Dataset excerpts:
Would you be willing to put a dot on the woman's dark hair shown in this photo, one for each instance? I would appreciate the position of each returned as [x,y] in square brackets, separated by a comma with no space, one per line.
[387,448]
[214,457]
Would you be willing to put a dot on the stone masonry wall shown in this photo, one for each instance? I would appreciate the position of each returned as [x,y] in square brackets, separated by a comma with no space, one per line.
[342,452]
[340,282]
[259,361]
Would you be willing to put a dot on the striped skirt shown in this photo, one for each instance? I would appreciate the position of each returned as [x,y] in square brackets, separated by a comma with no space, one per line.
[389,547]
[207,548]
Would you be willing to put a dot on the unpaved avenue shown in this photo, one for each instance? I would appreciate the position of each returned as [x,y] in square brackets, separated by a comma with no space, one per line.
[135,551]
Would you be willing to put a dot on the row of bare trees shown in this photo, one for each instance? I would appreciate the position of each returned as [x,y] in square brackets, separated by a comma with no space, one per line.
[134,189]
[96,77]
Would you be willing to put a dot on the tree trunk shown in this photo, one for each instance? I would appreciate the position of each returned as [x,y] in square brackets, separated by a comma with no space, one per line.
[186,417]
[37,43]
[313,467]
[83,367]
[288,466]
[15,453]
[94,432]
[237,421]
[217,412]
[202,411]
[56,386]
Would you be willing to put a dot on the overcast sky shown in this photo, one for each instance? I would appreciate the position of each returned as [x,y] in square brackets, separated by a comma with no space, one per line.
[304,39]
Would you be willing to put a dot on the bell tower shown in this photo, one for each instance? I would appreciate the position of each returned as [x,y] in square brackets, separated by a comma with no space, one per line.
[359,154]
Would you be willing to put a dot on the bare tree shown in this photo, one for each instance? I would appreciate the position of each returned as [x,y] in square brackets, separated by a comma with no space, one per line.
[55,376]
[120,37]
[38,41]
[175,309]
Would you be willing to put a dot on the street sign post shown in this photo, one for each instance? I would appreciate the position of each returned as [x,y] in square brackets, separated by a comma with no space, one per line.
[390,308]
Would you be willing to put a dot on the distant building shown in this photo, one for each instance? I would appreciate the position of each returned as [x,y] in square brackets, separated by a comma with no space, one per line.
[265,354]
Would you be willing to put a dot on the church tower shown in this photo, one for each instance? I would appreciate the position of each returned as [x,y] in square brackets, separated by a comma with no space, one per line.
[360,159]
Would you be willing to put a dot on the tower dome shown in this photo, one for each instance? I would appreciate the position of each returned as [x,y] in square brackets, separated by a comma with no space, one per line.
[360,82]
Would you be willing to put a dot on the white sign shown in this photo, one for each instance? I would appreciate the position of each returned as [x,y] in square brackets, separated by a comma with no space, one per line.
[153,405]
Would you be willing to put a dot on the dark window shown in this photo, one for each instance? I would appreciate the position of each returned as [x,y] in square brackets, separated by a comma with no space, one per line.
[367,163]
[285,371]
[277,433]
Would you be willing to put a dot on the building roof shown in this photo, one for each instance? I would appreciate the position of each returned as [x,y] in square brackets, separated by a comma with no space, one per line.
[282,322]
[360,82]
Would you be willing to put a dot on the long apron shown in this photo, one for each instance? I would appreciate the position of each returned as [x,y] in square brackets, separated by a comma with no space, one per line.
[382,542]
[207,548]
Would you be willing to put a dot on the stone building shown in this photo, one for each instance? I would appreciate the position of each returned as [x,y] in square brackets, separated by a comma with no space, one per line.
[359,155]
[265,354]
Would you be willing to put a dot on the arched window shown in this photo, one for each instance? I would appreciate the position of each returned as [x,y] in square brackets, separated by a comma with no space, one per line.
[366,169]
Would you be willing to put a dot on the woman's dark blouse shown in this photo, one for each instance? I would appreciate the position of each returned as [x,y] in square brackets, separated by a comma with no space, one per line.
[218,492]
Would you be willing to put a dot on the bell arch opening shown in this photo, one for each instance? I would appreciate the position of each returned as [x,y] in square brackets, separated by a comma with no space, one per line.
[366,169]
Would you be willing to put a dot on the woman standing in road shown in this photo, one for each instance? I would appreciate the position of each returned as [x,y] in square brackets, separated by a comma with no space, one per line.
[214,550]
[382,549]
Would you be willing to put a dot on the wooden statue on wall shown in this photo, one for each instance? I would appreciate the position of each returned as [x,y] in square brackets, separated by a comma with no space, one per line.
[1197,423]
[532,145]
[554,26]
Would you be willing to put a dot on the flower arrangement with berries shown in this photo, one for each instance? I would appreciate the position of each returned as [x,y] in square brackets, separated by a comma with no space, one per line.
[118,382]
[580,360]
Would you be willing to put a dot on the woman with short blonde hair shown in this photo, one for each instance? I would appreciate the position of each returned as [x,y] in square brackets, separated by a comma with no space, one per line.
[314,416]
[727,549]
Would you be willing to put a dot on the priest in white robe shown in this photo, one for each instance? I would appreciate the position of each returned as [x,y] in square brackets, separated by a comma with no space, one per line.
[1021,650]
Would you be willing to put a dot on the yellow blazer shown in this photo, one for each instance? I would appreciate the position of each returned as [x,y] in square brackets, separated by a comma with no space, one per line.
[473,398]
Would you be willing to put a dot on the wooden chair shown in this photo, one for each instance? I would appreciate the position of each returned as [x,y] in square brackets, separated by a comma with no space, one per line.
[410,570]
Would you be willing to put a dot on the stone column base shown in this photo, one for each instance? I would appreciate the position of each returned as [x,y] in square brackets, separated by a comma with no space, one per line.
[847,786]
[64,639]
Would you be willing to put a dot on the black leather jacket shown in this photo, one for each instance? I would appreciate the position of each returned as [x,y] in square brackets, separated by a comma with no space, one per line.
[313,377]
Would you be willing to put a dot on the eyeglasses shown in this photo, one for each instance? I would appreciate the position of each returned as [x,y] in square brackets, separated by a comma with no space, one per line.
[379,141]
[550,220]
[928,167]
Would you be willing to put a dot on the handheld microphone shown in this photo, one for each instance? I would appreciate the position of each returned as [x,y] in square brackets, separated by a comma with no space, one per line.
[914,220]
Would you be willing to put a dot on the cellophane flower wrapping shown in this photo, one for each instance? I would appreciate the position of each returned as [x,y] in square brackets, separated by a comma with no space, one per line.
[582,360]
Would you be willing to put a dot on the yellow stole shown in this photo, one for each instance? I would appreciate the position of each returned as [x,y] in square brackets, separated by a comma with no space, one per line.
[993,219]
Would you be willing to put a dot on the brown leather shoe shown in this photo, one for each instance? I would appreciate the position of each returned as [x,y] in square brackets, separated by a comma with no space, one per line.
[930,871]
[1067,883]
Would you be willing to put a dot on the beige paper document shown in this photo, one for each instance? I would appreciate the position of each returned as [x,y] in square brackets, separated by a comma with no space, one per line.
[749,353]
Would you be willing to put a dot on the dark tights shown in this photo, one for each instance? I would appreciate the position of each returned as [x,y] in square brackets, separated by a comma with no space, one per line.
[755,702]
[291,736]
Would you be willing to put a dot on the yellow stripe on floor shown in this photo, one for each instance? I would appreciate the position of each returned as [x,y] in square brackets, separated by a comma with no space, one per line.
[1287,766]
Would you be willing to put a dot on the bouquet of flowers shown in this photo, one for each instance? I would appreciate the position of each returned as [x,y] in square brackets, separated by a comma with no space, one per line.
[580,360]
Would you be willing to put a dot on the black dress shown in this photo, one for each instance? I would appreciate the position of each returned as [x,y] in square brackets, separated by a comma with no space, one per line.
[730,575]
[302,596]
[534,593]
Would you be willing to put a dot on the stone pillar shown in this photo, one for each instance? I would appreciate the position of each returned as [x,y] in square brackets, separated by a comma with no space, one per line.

What to produce:
Output the lines from the line containing "the yellow stole" to the end, both included; add nothing.

Response to the task:
Would you be willing to put a dot on the yellow stole shown in this photo, one for each instance? I would appreciate the position of each returned as [x,y] in square brackets, separated by a comma with no space, one per line.
[993,219]
Would you be willing to put a dot on the brown leather shoe shown in this photo, one for each instance? I would appreciate the position of each returned as [x,y] in square brackets, separated by a comma with no space, one per line.
[930,871]
[1067,883]
Would you be willing to put a dot on the beige paper document shown in this photo, one for each instance? I would appreciate the position of each returned as [x,y] in square brackets, separated by a comma with no space, one per line.
[749,353]
Would you be willing to put a dot on the dark tights shown in this photo, one for each instance? I would appreciate the position of each returned as [x,y] in square brackets, separated by a comma with no space, one per line.
[755,702]
[291,736]
Would you be willing to put a dot on the yellow stripe on floor shown in this photo, one for each instance? I would appreciate the position of each returned as [x,y] in square brackets, separated by a comma with no space, one per line.
[1287,766]
Would you be willing to put a dot on the bouquet of flowers shown in this photo, one for each instance? I would appreciate the position of each returned as [x,y] in square brackets, separated by a comma with no space, one per line.
[580,360]
Would you be willing to put a dot on the black dress shown in this photo, one for each instance? I would appreciate the position of each returned as [x,y] in square brackets, separated by a comma with no space, one per line.
[730,575]
[302,596]
[534,593]
Would you be willing to put a dot on the stone pillar shown in this photo, one for each instance? I would appreciate the position of each returned as [x,y] in square brackets, separated by a comma with no space, one per line.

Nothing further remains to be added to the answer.